Photo object pointing items
## begin

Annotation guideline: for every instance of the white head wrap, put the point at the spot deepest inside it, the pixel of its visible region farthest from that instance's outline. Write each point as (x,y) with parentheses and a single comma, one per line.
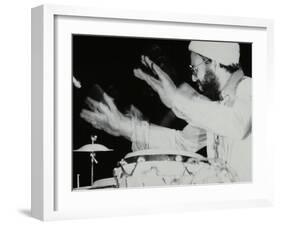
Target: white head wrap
(226,53)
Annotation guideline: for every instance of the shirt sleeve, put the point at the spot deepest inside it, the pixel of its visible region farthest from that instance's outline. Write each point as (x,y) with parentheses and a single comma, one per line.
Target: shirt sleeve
(149,136)
(232,121)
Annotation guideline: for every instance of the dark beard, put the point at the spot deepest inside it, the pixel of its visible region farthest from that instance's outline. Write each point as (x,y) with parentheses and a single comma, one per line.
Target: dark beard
(210,86)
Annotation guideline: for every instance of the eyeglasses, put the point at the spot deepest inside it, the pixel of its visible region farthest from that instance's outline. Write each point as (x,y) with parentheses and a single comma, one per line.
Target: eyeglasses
(194,69)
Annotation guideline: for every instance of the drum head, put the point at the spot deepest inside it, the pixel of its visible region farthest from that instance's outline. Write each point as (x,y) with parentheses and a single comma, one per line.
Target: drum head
(168,152)
(105,183)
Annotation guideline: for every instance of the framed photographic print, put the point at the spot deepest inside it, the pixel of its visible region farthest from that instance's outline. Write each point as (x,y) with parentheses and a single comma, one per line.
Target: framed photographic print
(137,112)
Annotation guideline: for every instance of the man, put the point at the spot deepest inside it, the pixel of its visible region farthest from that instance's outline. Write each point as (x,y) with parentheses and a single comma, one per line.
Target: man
(220,119)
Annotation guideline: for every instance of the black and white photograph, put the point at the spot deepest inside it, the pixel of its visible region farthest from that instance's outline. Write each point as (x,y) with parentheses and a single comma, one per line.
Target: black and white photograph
(152,112)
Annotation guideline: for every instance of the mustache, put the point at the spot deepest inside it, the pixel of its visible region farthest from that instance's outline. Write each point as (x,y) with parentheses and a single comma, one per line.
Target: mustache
(210,86)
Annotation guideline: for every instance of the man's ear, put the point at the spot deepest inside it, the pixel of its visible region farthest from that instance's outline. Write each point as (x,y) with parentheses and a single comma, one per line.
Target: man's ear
(213,65)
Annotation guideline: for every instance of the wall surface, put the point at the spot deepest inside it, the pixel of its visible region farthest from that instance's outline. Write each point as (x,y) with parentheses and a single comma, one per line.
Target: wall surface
(15,112)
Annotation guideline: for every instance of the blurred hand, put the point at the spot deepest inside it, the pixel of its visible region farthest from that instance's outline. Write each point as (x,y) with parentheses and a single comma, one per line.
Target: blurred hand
(107,117)
(163,86)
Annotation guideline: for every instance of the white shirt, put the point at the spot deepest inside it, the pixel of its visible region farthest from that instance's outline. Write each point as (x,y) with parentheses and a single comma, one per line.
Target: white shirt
(225,127)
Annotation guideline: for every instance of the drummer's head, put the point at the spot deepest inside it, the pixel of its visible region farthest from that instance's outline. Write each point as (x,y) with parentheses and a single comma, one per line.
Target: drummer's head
(212,64)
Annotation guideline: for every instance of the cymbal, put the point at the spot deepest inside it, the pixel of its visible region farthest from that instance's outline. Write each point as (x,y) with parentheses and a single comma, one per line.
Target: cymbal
(93,148)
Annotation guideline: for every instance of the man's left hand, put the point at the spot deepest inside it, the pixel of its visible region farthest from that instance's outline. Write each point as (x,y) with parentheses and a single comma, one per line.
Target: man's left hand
(163,86)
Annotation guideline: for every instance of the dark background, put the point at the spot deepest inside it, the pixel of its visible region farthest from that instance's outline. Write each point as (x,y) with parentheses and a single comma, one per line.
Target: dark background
(109,62)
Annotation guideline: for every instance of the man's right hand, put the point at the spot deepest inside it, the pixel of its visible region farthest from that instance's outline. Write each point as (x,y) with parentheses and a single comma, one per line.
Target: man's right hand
(107,117)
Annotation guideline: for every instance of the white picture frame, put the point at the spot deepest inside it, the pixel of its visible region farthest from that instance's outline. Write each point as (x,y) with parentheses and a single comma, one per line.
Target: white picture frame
(52,199)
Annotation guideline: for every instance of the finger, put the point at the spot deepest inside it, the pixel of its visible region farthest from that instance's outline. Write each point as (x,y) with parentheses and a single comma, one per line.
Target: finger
(153,66)
(95,119)
(109,101)
(104,109)
(152,82)
(93,105)
(163,76)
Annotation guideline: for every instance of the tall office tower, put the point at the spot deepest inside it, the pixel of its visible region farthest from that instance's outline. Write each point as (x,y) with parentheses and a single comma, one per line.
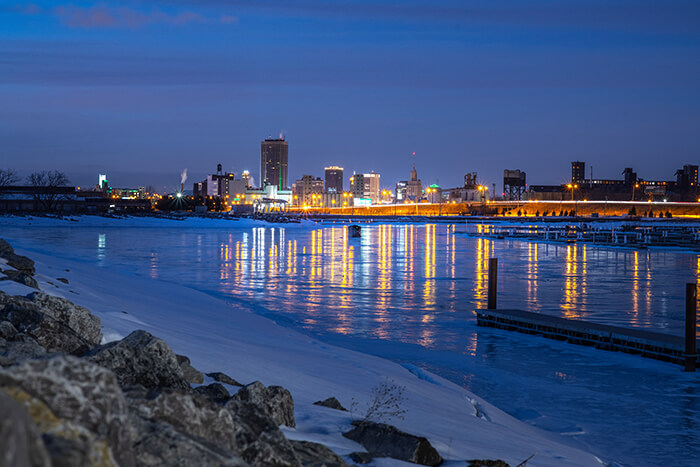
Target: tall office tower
(245,176)
(578,172)
(371,186)
(334,179)
(273,163)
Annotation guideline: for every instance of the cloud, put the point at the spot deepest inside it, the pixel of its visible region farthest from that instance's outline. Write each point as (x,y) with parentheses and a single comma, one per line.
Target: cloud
(104,16)
(228,19)
(23,9)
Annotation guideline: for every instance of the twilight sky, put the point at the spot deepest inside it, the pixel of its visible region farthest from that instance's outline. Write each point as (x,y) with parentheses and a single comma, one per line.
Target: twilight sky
(141,90)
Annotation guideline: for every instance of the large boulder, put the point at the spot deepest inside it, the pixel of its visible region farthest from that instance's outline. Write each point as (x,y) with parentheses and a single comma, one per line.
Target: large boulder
(276,401)
(382,440)
(77,400)
(316,455)
(264,443)
(19,262)
(237,426)
(159,443)
(20,438)
(141,359)
(57,324)
(76,317)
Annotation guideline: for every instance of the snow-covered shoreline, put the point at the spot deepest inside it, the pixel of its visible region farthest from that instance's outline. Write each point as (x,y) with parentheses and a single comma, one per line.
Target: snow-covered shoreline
(218,337)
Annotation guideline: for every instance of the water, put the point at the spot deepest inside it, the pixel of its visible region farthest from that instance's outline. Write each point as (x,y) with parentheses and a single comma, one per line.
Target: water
(406,292)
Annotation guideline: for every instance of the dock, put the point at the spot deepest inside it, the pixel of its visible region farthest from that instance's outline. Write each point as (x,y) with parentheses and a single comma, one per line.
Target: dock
(629,235)
(634,341)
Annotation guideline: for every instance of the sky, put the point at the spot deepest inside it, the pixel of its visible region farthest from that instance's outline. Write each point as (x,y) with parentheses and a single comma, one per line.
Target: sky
(142,90)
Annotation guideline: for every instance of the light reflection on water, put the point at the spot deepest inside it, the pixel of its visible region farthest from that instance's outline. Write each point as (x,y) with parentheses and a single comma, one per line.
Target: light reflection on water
(394,279)
(407,292)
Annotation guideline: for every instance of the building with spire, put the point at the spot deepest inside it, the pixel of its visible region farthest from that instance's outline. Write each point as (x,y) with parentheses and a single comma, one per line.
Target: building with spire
(414,187)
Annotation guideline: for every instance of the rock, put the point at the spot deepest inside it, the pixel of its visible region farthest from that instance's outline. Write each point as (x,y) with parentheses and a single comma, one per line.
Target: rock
(332,403)
(7,331)
(21,263)
(191,375)
(20,349)
(361,457)
(20,277)
(486,463)
(382,440)
(237,426)
(20,438)
(75,399)
(76,317)
(223,378)
(264,442)
(276,401)
(215,391)
(57,324)
(316,455)
(141,358)
(65,452)
(159,443)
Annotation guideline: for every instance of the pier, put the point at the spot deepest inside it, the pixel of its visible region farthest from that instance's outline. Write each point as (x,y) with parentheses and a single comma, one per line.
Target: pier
(635,341)
(650,344)
(630,235)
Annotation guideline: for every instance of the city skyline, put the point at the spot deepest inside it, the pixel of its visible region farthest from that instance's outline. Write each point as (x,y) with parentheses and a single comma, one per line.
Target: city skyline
(142,90)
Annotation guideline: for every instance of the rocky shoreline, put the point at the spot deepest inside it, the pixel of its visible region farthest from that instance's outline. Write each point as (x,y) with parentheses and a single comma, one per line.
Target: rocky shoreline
(68,399)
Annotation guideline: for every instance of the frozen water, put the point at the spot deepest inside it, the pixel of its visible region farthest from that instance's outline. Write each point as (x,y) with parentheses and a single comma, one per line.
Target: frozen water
(406,292)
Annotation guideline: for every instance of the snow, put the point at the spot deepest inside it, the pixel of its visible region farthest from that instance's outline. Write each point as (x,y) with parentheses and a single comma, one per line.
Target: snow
(219,336)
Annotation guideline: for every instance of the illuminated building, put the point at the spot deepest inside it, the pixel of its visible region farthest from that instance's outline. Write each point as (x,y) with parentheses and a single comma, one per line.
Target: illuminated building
(365,187)
(307,191)
(274,163)
(578,172)
(414,187)
(334,179)
(245,176)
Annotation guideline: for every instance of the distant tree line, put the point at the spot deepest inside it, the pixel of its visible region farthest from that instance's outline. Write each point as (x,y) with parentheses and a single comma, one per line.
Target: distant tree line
(44,186)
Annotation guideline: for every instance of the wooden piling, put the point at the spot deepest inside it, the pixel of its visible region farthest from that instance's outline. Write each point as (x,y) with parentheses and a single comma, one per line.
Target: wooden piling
(691,296)
(493,282)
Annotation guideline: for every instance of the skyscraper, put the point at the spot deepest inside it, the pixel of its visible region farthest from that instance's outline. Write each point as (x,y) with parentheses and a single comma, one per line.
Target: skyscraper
(334,179)
(578,172)
(273,162)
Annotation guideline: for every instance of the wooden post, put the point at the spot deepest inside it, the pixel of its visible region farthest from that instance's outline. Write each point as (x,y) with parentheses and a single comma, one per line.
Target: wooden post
(493,282)
(691,296)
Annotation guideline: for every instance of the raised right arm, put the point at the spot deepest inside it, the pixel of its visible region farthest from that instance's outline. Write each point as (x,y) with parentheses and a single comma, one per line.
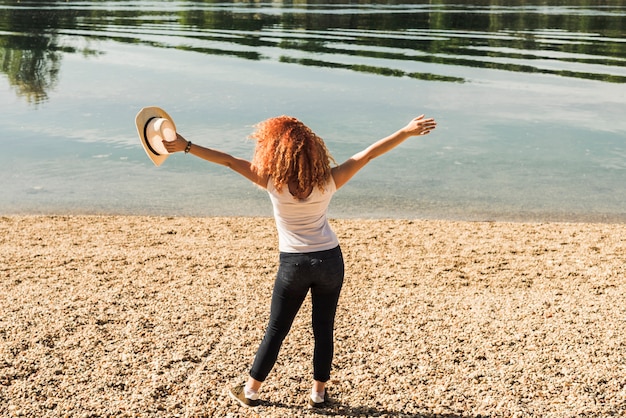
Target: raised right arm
(345,171)
(239,165)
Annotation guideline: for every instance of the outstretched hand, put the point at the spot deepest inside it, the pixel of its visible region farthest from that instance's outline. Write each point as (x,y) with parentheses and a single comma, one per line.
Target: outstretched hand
(176,145)
(420,126)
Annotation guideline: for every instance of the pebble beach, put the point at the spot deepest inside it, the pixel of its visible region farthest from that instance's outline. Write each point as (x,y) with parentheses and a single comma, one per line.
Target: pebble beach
(131,316)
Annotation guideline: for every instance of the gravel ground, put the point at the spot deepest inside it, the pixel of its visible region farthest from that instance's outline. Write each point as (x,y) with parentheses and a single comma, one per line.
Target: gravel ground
(157,317)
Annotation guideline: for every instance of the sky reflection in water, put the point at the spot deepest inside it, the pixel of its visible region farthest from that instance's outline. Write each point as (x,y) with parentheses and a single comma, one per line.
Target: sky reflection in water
(529,100)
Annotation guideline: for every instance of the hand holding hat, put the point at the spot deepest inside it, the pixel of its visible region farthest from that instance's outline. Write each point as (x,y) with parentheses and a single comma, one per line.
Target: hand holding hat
(156,129)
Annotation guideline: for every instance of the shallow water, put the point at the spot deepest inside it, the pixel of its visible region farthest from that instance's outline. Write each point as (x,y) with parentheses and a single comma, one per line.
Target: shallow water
(530,99)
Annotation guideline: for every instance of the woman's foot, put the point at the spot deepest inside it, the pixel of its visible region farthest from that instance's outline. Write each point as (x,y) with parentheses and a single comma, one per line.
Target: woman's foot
(319,400)
(238,393)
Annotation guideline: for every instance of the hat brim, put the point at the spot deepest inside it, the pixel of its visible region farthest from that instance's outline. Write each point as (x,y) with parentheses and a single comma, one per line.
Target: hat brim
(142,119)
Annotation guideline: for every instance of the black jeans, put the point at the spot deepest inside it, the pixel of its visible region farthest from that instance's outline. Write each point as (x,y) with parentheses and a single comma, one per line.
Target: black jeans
(322,272)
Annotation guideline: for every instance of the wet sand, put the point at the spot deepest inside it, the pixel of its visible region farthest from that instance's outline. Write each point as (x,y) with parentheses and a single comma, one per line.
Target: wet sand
(151,316)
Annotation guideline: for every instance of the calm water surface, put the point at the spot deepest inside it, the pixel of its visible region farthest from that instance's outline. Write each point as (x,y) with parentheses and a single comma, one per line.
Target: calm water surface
(530,98)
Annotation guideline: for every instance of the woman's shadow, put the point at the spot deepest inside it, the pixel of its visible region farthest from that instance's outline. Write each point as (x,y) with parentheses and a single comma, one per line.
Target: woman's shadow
(337,409)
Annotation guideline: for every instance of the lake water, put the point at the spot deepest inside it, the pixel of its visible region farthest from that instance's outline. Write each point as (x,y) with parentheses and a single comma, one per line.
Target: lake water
(530,98)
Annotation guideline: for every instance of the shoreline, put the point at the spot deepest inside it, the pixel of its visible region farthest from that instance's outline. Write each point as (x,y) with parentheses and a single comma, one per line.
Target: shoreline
(146,316)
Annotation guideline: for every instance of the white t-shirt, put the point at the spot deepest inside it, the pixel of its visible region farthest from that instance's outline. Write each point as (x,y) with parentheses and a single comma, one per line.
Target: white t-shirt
(302,223)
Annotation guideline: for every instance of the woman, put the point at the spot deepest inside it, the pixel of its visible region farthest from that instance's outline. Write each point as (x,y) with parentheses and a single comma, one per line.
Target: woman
(293,164)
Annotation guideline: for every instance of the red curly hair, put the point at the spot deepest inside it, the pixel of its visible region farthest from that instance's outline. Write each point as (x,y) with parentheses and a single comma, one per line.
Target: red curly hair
(289,152)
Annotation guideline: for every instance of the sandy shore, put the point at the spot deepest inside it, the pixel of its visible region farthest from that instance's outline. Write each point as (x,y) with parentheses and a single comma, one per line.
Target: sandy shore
(144,316)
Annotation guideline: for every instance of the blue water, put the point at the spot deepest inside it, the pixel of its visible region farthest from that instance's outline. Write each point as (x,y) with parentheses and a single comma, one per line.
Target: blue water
(530,100)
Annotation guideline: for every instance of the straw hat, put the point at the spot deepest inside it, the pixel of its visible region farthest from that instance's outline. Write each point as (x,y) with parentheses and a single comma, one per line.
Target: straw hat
(154,126)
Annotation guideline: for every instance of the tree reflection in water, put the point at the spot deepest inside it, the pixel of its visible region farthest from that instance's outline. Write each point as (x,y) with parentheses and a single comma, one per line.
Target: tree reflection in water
(584,40)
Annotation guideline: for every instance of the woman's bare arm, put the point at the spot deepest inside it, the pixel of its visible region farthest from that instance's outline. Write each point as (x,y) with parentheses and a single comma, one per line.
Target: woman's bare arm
(417,127)
(238,165)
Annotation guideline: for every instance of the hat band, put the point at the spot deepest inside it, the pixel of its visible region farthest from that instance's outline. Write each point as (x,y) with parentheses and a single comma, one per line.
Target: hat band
(145,136)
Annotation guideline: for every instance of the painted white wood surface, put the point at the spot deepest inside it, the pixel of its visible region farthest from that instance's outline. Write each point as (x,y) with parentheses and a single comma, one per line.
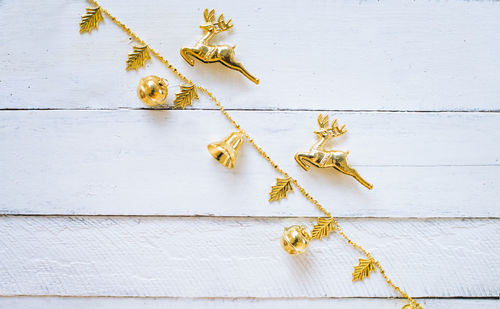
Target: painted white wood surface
(156,163)
(340,55)
(181,303)
(241,257)
(376,56)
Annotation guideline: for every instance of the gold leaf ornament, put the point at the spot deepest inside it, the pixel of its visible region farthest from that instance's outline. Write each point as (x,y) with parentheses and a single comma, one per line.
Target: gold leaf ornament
(363,269)
(185,97)
(91,19)
(280,189)
(138,57)
(323,228)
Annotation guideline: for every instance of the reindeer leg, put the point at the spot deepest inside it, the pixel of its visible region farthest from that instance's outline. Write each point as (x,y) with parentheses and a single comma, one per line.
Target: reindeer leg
(302,159)
(352,172)
(185,54)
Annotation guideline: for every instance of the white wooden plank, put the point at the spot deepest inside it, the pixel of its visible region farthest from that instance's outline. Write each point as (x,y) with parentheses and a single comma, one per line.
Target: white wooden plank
(241,257)
(181,303)
(155,162)
(359,55)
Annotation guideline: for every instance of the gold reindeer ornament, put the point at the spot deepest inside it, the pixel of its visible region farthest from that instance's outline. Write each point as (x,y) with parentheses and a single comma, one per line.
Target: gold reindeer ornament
(322,158)
(204,51)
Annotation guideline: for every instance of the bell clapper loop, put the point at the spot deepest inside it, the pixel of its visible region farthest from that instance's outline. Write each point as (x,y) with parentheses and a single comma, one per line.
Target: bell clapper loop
(225,151)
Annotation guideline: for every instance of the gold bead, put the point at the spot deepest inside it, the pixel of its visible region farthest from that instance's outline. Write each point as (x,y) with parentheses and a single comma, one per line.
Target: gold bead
(152,90)
(295,239)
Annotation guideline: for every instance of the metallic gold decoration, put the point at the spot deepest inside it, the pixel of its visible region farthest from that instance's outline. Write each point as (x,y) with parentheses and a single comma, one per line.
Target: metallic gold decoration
(208,53)
(363,269)
(322,158)
(185,97)
(279,191)
(295,239)
(264,155)
(138,57)
(152,90)
(91,19)
(323,228)
(226,150)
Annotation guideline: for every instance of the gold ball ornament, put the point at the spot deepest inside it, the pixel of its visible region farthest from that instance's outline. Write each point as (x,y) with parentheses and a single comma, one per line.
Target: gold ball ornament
(152,90)
(295,239)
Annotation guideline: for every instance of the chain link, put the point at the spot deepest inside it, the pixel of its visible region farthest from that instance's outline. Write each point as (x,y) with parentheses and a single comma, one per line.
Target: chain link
(274,165)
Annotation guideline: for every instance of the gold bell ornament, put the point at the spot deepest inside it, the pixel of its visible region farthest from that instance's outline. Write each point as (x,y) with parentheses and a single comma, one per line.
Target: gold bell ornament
(295,239)
(152,90)
(225,151)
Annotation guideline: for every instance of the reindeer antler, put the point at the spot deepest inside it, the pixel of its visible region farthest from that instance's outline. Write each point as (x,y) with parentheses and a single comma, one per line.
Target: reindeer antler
(223,26)
(209,16)
(220,25)
(323,121)
(336,130)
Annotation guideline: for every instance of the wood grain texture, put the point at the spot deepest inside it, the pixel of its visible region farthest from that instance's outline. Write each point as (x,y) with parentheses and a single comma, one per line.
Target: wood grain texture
(156,163)
(105,155)
(335,55)
(188,303)
(241,257)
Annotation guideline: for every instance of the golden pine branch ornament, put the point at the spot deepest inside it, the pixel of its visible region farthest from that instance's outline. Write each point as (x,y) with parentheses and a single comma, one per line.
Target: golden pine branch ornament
(363,269)
(185,97)
(280,189)
(91,19)
(323,228)
(138,57)
(295,239)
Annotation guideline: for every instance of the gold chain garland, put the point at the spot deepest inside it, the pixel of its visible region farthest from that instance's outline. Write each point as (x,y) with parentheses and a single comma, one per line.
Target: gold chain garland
(325,225)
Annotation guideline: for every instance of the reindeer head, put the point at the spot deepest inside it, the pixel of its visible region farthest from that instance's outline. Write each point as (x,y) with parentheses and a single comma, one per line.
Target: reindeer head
(213,26)
(326,131)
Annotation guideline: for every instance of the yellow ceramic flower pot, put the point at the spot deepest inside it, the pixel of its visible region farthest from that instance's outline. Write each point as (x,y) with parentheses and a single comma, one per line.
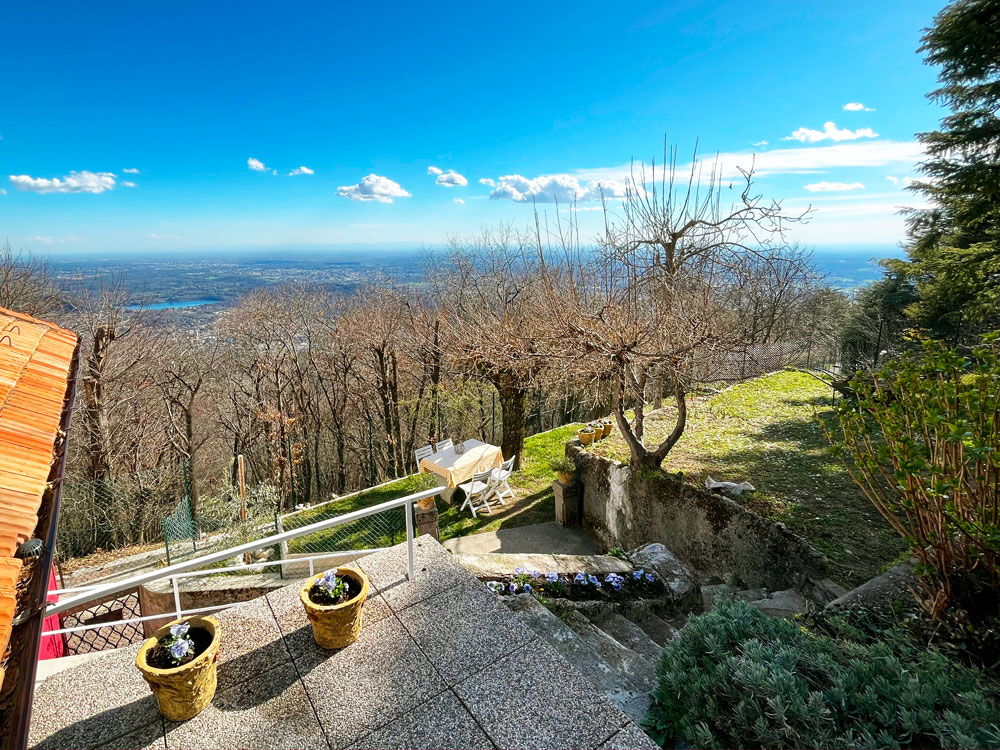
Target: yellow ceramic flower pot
(182,692)
(336,625)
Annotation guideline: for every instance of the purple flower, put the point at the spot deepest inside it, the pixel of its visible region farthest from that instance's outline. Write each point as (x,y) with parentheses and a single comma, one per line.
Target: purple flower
(180,648)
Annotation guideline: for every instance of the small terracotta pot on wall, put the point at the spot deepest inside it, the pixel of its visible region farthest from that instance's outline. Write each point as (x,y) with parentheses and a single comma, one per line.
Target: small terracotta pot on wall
(336,625)
(182,692)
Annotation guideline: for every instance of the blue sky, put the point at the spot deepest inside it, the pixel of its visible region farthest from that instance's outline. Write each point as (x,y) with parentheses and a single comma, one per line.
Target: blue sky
(398,111)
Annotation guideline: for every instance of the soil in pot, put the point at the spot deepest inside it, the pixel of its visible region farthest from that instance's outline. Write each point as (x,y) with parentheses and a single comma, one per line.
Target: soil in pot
(160,658)
(319,595)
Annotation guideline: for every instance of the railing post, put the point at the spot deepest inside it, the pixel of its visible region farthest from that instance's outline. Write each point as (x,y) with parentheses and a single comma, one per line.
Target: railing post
(177,597)
(408,508)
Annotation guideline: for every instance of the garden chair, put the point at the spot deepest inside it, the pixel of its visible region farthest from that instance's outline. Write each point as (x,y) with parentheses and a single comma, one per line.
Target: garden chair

## end

» **WHAT IS BEING ASKED**:
Lay out the lines between the one holding "Annotation guideline: for every instance of the woman's bare" and the one holding "Target: woman's bare arm", inclusive, as a JSON list of strings with one string per line and blank lines left out.

» **WRITTEN ANSWER**:
[
  "Annotation guideline: for every instance of the woman's bare arm, put the point at the spot deepest inside it, the pixel of its visible region farthest from that instance's outline. Write each point as (x,y) with parentheses and a single comma, one per line.",
  "Target: woman's bare arm"
]